** Data records **

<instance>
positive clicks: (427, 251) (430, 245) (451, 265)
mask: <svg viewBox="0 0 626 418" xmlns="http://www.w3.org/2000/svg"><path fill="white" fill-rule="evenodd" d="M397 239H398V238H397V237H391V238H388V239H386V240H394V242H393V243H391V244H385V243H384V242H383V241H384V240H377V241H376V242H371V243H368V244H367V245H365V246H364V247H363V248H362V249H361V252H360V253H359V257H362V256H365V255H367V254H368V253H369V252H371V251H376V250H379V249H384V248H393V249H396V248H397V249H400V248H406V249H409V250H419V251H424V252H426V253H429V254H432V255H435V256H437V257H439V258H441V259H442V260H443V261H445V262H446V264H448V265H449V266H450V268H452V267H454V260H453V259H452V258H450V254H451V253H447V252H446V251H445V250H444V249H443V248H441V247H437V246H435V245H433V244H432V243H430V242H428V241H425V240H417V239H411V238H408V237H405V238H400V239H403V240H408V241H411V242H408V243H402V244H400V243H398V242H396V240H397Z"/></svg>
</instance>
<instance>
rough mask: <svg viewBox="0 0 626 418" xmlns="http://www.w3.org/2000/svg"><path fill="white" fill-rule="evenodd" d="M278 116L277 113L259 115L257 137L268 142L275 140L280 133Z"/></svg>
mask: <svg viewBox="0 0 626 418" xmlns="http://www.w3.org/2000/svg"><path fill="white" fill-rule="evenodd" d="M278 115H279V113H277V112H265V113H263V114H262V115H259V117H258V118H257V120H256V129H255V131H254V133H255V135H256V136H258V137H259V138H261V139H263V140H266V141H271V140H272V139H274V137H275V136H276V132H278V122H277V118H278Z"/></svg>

** Exercise instructions **
Print the listing above again, line for line, with no changes.

** Output for this task **
<instance>
positive clicks: (427, 251) (430, 245) (451, 265)
mask: <svg viewBox="0 0 626 418" xmlns="http://www.w3.org/2000/svg"><path fill="white" fill-rule="evenodd" d="M397 239H398V238H397V237H391V238H388V239H386V240H394V242H393V243H391V244H385V243H384V242H383V241H384V240H377V241H376V242H371V243H368V244H367V245H365V246H364V247H363V248H362V249H361V252H360V253H359V257H362V256H365V255H367V254H368V253H369V252H371V251H376V250H379V249H384V248H393V249H396V248H397V249H400V248H406V249H409V250H419V251H424V252H426V253H429V254H432V255H435V256H437V257H439V258H441V259H442V260H443V261H445V262H446V264H448V265H449V266H450V268H452V267H454V260H453V259H452V258H450V254H451V253H447V252H446V251H445V250H444V249H443V248H441V247H437V246H435V245H433V244H432V243H430V242H428V241H425V240H417V239H411V238H408V237H405V238H400V239H403V240H408V241H411V242H408V243H402V244H400V243H398V242H396V240H397Z"/></svg>
</instance>
<instance>
rough mask: <svg viewBox="0 0 626 418" xmlns="http://www.w3.org/2000/svg"><path fill="white" fill-rule="evenodd" d="M278 116L277 113L259 115L257 137L268 142L275 140L280 133Z"/></svg>
mask: <svg viewBox="0 0 626 418" xmlns="http://www.w3.org/2000/svg"><path fill="white" fill-rule="evenodd" d="M278 115H279V113H277V112H265V113H263V114H262V115H259V117H258V118H257V120H256V129H255V131H254V133H255V135H256V136H258V137H259V138H261V139H263V140H266V141H271V140H272V139H274V137H275V136H276V132H278V122H277V118H278Z"/></svg>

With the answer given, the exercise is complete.